WHAT IS REQUIRED: Copy the records below, changing every "Target" to "Object" and keeping all other text the same.

SOURCE RECORDS:
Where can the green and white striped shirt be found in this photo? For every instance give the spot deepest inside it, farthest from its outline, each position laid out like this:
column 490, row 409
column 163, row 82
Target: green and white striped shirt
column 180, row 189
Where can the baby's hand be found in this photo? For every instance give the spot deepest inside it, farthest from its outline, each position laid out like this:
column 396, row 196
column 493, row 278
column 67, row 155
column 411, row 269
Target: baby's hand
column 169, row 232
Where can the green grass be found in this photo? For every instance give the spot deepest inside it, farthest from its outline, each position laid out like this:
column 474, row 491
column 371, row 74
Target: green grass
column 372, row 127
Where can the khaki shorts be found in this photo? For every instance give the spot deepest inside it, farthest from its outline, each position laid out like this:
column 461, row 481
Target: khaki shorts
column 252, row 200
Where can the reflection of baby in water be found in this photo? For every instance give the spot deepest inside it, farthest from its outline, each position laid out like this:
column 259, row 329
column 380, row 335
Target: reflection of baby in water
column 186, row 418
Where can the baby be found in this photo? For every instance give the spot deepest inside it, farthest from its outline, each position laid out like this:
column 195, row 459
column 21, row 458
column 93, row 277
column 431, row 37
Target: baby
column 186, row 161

WORKED ANSWER:
Where can the green and white striped shirt be found in this photo? For every instance give the spot deepest inside it, farthest from its outline, each position laid out like this:
column 490, row 409
column 163, row 82
Object: green and white striped shirt
column 180, row 189
Where can the baby's hand be found in this photo? For every instance give the spot deepest inside it, farthest from its outline, each position laid out like this:
column 396, row 196
column 493, row 278
column 67, row 155
column 411, row 269
Object: baby's hand
column 169, row 232
Where can the green grass be found in this photo? For every instance give the spot deepest inside it, farthest from its outline, each position laid out like this:
column 474, row 491
column 371, row 74
Object: green grass
column 372, row 127
Where can the khaki shorts be found in this photo? For every instance give the spot deepest inside it, farthest from its outline, each position laid out like this:
column 461, row 481
Object: khaki shorts
column 252, row 200
Where can the reflection of baby in water be found in this photo? For every instance give the spot deepest inside it, farthest from its outline, each position laid out like this:
column 259, row 329
column 380, row 335
Object: reflection of baby in water
column 186, row 418
Where can the baby be found in this photo? For every instance give the spot deepest inside it, farthest from its outline, each position laid out like this:
column 195, row 459
column 21, row 458
column 93, row 277
column 431, row 37
Object: baby
column 186, row 161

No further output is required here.